Est-ce que c’est un roman intéressant ? Sans doute, comme je l’ai fini par mon propre gré, sans être tenu par aucune promesse de chronique envers l’auteur. Est-ce que c’est un roman qui fait rire, ou au moins sourire ? Pas de rires, mais assez souvent, j’ai souri, oui. Le chap. 16 connaît même des moments hilaires, quand Peter, se trompant sur toute la ligne, croit s’étant précipité dans la gueule du loup, tirant ses conclusions sur « quel genre de boulot devait exercer Madame Zita ».  

 Est-ce que l’humour est intelligent et est-ce que le roman est bien écrit ? Ah, voilà le problème : l’humour est intelligent, mais il l’est trop. Il se montre soi-même du doigt et se vante : « Voyez comment je suis malin ! » Et l’écriture est belle, mais tant belle qu’elle succombe à se miroiter dans sa propre beauté, tombée amoureuse d’elle-même. C’est la sorte d’auto-conscience qui pèse sur un texte.
Mais ce qui sauve ce livre, ce qui le porte même au seuil de quatre étoiles – et peu a manqué pour qu’il le franchisse – c’est une auto-conscience autre, une auto-conscience franche, déroutante, ironique. Pour cette chronique je n’en explicite que l’exemple le plus significatif. À vrai dire il ne me reste rien à écrire : l’auteur s’est fait son propre chroniqueur, dans le cadre de la narration, et un chroniqueur même sévère. Par cela, cette auto-conscience critique finit par neutraliser avantageusement la peu avenante auto-conscience de la propre sagacité. 

Le premier chapitre on pourrait l’interpréter comme une « mise en abîme ». C’est une histoire fictive imbriquée dans cette histoire fictive de « La Tentation… » et les personnages commenteront plus tard sur elle – mais en commentant en vérité le récit dont ils sont eux-mêmes les personnages. Grand clin d’œil de l’auteur au lecteur. Alors, je ne répète que les points centraux d’auto-critique de l’auteur lui-même et je vais en donner mon opinion :

 

– « Et ça vous plaît ce style un peu ampoulé et ces phrases longues de trois kilomètres ? »
– « Vous appelez ça de l’humour, vous ? »

En effet, ce sont deux points de critique différents, mais l’un me semble contenir la raison d’être de l’autre : l’auteur a choisi ce style particulière apparemment trouvant que c’était comique, plus encore, que c’était de l’humour intellectuellement raffiné. Et tout le monde conviendrait que « La tentation … » est une histoire tout à fait astucieuse ; mais parfois la sagacité est forcée, ce qui se reflète dans l’effort d’octroyer à tout ce qui se décrit, même à la chose la plus banale, un tournant de comique fin. L’auteur enchaîne des séries de métaphores, de comparaisons et de descriptions inhabituelles pour communiquer même ce qui ne vaut d’aucune manière être relevé par une telle sur-abondance de langage tropique. Et cela, contrairement à l’intention, n’est ni drôle ni raffiné, mais finit par alourdir considérablement la lecture.

###

**OBJECTIFS:**
a - Recopiez le passage de la critique du roman qui commence aux mots « Mais ce qui » et s'arrête après « la propre sagacité. ».
b - D'après la critique du roman, qu'est-ce qui porte le livre presque jusqu'à quatre étoiles ? Expliquez-le en une à trois phrases.
Les données ne servent à rien ici.

**Données de formes étiquetées:**
###

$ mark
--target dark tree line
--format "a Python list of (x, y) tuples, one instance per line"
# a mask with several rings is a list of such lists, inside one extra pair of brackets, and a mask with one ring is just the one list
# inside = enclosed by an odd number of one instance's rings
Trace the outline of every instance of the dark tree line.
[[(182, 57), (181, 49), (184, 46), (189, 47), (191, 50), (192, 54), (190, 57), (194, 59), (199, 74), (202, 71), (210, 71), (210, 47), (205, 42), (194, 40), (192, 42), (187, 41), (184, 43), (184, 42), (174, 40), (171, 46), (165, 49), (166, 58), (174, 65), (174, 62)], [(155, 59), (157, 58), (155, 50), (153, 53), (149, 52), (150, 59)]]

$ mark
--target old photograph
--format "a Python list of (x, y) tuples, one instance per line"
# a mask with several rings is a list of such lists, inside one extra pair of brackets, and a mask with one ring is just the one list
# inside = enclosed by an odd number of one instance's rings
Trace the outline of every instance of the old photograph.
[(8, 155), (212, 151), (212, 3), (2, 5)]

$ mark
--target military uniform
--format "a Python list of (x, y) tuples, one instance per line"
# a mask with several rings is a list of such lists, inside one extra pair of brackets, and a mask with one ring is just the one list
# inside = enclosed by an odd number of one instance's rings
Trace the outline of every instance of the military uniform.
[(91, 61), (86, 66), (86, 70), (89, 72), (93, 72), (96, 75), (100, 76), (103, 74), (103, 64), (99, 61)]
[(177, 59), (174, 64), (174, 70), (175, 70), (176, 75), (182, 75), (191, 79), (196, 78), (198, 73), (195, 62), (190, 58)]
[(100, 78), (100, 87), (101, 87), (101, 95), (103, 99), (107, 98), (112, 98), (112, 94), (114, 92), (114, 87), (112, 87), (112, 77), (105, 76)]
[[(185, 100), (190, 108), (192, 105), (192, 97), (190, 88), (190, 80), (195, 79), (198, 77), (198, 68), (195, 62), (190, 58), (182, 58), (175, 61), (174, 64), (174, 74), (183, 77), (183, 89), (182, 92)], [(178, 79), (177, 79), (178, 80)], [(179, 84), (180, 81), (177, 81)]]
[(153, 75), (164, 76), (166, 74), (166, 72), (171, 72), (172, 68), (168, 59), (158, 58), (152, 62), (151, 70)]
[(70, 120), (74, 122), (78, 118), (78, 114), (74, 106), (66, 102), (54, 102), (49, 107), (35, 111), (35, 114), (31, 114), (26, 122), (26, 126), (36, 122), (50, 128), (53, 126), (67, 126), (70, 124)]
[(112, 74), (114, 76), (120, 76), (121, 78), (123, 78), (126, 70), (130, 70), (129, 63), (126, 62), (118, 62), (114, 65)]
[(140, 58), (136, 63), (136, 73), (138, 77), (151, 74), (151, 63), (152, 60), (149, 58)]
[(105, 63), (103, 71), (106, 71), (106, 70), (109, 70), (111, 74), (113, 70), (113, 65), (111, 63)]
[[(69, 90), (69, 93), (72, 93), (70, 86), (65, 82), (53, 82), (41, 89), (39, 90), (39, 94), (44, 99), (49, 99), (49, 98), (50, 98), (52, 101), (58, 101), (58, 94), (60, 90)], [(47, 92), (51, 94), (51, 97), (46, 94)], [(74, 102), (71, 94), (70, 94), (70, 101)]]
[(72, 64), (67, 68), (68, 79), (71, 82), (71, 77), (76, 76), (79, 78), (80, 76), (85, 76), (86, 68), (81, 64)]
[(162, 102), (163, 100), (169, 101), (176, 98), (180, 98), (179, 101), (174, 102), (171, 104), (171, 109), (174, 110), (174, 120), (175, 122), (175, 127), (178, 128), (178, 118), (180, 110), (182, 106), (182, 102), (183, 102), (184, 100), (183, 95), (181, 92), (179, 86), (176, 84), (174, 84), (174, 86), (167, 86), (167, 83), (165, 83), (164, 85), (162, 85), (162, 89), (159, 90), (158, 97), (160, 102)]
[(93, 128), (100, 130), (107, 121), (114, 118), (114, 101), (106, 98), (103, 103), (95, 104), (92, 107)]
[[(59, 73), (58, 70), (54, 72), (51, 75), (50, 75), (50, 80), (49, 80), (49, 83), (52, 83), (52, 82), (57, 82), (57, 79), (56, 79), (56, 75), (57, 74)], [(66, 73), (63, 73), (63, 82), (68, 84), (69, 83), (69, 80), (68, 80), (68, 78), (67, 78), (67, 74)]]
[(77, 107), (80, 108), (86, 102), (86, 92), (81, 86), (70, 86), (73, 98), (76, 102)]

###

**RÉPONSES ATTENDUES:**
a -
Mais ce qui sauve ce livre, ce qui le porte même au seuil de quatre étoiles – et peu a manqué pour qu’il le franchisse – c’est une auto-conscience autre, une auto-conscience franche, déroutante, ironique. Pour cette chronique je n’en explicite que l’exemple le plus significatif. À vrai dire il ne me reste rien à écrire : l’auteur s’est fait son propre chroniqueur, dans le cadre de la narration, et un chroniqueur même sévère. Par cela, cette auto-conscience critique finit par neutraliser avantageusement la peu avenante auto-conscience de la propre sagacité.

b - C'est une autre auto-conscience, franche, déroutante et ironique : l'auteur s'est fait son propre chroniqueur, et même un chroniqueur sévère, dans le cadre de la narration. Cette auto-conscience critique finit par neutraliser la peu avenante auto-conscience de sa propre sagacité.